> _SOURCE EXTRACT_
▽

Submission received: 26 September 2025 / Revised: 21 October 2025 / Accepted: 22 October 2025 / Published: 30 October 2025

(This article belongs to the Special Issue Advances in Data Security: Challenges, Technologies, and Applications)

Download

Browse Figures

Versions Notes

Abstract

Batch normalization (BN) has become a foundational component in modern deep neural networks. However, one of its disadvantages is its reliance on batch statistics that may be unreliable or unavailable during inference, particularly under test-time domain shifts. While batch-statistics-free affine transformation methods alleviate this by learning per-sample scale and shift parameters, most treat samples independently, overlooking temporal or sequential correlations in streaming or episodic test-time settings. We propose LSTM-Affine, a memory-based normalization module that replaces BN with a recurrent parameter generator. By leveraging an LSTM, the module produces channel-wise affine parameters conditioned on both the current input and its historical context, enabling gradual adaptation to evolving feature distributions. Unlike conventional batch-statistics-free designs, LSTM-Affine captures dependencies across consecutive samples, improving stability and convergence in scenarios with gradual distribution shifts. Extensive experiments on few-shot learning and source-free domain adaptation benchmarks demonstrate that LSTM-Affine consistently outperforms BN and prior batch-statistics-free baselines, particularly when adaptation data are scarce or non-stationary.

Keywords:

batch normalization; affine transformation; LSTM; test-time adaptation; memory-based learning; domain adaptation; few-shot learning; normalization-free networks; deep neural networks; feature distribution shift

1. Introduction

Normalization layers—most notably batch normalization (BN)—have become a cornerstone of modern deep neural networks, stabilizing optimization and improving generalization by controlling the distribution of intermediate features during training [1]. Despite its success, BN implicitly relies on the availability and reliability of batch-level statistics, an assumption that is often violated at test time. In particular, few-shot learning (FSL) and source-free domain adaptation (SFDA) operate under restricted data regimes or distribution shift, where batch composition is small, imbalanced, or even sequential [2,3,4]. Under such non-i.i.d. conditions, the mismatch between training and testing statistics can degrade performance as running estimates fail to represent new input distributions accurately.

△

> _AIM 1_
Rewrite the rows below from the line containing "of the black" through the final row, replacing "sidewalk" with "footpath" and leaving everything else unchanged.

> _DATASET EXTRACT_
▽

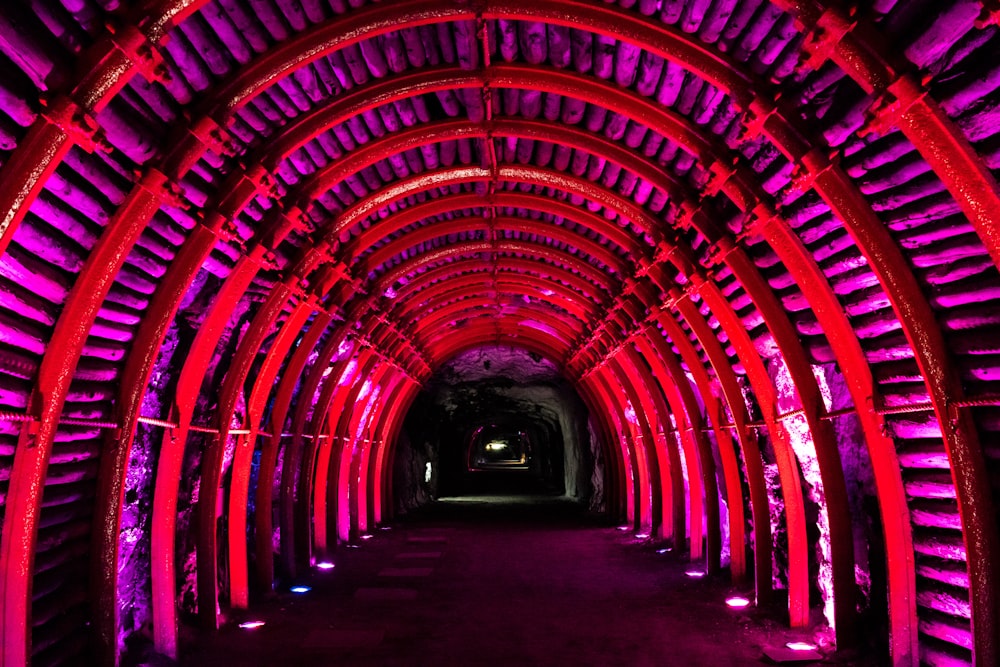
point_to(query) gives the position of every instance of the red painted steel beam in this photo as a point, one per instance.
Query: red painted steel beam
(315, 451)
(563, 262)
(410, 312)
(69, 119)
(654, 347)
(262, 389)
(369, 492)
(861, 53)
(730, 390)
(587, 246)
(688, 425)
(831, 471)
(630, 488)
(718, 81)
(677, 511)
(664, 473)
(644, 484)
(331, 504)
(361, 430)
(444, 317)
(299, 455)
(491, 331)
(311, 508)
(233, 388)
(384, 462)
(279, 411)
(788, 469)
(576, 289)
(859, 49)
(571, 303)
(799, 606)
(703, 489)
(34, 447)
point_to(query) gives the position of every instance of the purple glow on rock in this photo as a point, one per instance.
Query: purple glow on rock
(801, 646)
(800, 438)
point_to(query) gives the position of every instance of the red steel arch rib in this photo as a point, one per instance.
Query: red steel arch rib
(962, 445)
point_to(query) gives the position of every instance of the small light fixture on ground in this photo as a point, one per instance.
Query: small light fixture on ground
(801, 646)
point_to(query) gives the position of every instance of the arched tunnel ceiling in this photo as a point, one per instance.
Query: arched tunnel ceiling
(202, 202)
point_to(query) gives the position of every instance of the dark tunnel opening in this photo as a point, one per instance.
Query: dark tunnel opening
(497, 421)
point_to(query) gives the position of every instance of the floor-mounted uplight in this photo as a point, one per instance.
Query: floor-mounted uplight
(801, 646)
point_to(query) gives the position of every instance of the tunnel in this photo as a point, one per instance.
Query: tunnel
(276, 275)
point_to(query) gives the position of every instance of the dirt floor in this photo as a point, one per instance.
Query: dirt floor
(501, 581)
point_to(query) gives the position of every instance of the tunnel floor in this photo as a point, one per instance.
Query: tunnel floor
(499, 580)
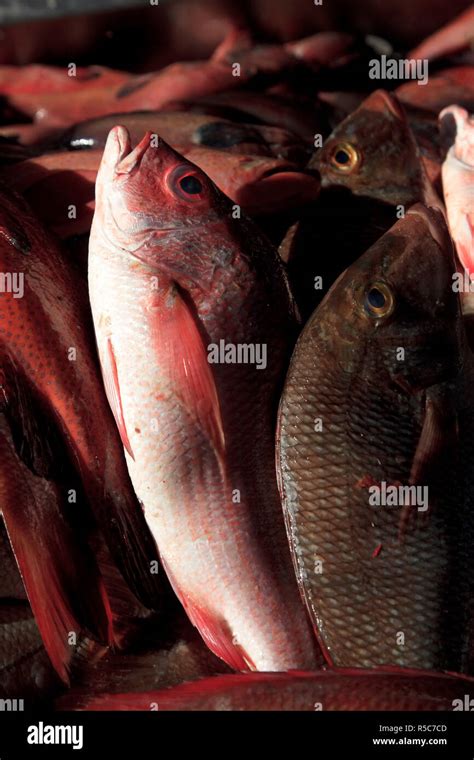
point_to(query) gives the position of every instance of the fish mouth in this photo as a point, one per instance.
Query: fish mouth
(129, 159)
(454, 125)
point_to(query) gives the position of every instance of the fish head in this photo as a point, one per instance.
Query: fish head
(373, 153)
(150, 195)
(397, 304)
(457, 130)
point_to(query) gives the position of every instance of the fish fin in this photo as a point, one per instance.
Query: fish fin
(439, 434)
(463, 236)
(218, 637)
(54, 571)
(59, 572)
(215, 633)
(112, 390)
(181, 349)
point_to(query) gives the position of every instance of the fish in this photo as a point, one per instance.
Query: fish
(38, 79)
(378, 397)
(341, 689)
(451, 85)
(302, 116)
(60, 574)
(368, 183)
(260, 185)
(458, 183)
(452, 37)
(25, 670)
(323, 48)
(60, 186)
(11, 585)
(165, 285)
(148, 91)
(49, 372)
(167, 653)
(351, 158)
(185, 130)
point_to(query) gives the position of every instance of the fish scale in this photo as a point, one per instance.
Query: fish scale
(379, 580)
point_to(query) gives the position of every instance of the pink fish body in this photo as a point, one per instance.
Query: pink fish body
(458, 185)
(171, 274)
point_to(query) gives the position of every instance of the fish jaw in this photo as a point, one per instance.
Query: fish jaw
(158, 312)
(458, 183)
(341, 358)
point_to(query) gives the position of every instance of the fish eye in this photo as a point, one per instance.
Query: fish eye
(191, 185)
(378, 300)
(185, 183)
(344, 157)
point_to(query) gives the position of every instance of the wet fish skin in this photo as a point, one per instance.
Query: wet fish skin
(388, 169)
(188, 129)
(11, 585)
(60, 573)
(229, 567)
(382, 178)
(37, 332)
(451, 85)
(341, 689)
(52, 182)
(458, 183)
(25, 670)
(385, 570)
(452, 37)
(148, 91)
(303, 117)
(37, 78)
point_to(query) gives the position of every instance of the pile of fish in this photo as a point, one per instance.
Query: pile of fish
(236, 374)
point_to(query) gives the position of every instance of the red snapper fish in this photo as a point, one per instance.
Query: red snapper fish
(339, 689)
(458, 183)
(174, 279)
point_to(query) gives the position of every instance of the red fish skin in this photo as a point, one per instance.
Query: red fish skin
(266, 108)
(406, 579)
(51, 183)
(54, 181)
(61, 577)
(38, 79)
(149, 91)
(323, 48)
(338, 689)
(453, 85)
(37, 333)
(186, 130)
(235, 407)
(454, 36)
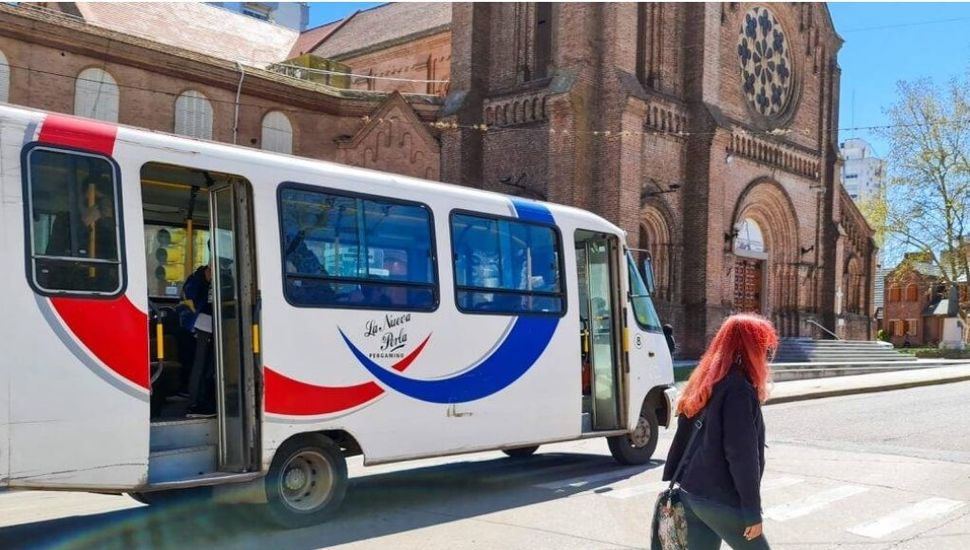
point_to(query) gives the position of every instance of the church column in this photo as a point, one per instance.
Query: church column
(461, 149)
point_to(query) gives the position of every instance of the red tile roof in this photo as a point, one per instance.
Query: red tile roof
(196, 26)
(387, 23)
(311, 38)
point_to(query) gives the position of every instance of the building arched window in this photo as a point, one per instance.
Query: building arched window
(749, 237)
(912, 293)
(4, 79)
(277, 133)
(96, 95)
(193, 115)
(895, 294)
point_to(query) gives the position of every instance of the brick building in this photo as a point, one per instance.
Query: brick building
(707, 131)
(201, 71)
(917, 300)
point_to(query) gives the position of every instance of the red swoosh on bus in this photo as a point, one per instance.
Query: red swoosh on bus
(285, 395)
(113, 330)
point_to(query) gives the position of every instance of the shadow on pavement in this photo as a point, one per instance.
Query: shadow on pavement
(376, 505)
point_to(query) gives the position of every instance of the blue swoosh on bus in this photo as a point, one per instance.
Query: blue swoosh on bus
(523, 345)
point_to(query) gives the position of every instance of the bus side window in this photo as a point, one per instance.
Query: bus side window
(356, 251)
(506, 266)
(74, 237)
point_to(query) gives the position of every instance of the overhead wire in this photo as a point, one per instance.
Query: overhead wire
(541, 129)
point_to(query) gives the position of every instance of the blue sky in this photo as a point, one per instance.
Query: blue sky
(884, 43)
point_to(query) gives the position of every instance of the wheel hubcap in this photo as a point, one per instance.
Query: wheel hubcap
(307, 481)
(641, 435)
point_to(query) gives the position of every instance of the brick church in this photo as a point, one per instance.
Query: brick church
(708, 131)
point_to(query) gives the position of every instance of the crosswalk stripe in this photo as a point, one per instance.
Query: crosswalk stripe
(811, 503)
(582, 481)
(780, 482)
(904, 517)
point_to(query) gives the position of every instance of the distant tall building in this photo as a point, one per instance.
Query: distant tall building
(295, 15)
(863, 173)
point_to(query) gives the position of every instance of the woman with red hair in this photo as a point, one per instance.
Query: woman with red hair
(720, 482)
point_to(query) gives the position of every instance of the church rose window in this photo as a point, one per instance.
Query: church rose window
(766, 69)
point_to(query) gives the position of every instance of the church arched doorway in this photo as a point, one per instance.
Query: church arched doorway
(750, 254)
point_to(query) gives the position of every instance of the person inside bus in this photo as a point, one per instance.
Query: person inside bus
(300, 260)
(197, 291)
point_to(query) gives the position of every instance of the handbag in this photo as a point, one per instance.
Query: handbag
(669, 526)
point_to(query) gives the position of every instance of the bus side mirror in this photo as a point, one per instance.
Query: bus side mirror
(648, 275)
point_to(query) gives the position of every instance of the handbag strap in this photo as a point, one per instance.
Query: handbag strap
(684, 458)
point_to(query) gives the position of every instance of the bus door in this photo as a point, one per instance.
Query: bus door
(600, 328)
(235, 312)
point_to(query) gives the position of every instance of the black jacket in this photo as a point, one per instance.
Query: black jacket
(729, 452)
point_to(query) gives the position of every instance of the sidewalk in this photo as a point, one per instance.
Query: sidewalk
(814, 388)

△

> _AIM 2_
Copy, word for word, the passage of the batch normalization article above that opens with the words containing "Submission received: 26" and closes with "Technologies, and Applications)".

> _FINAL ANSWER 1_
point_to(query) gives the position of every instance of the black jacket in this photo as a point, one per instance.
Query: black jacket
(729, 452)
point_to(query) gives the position of every instance of the footpath in this photo as a point, one per instance.
Query: footpath
(814, 388)

> _FINAL ANSWER 2_
Submission received: 26 September 2025 / Revised: 21 October 2025 / Accepted: 22 October 2025 / Published: 30 October 2025

(This article belongs to the Special Issue Advances in Data Security: Challenges, Technologies, and Applications)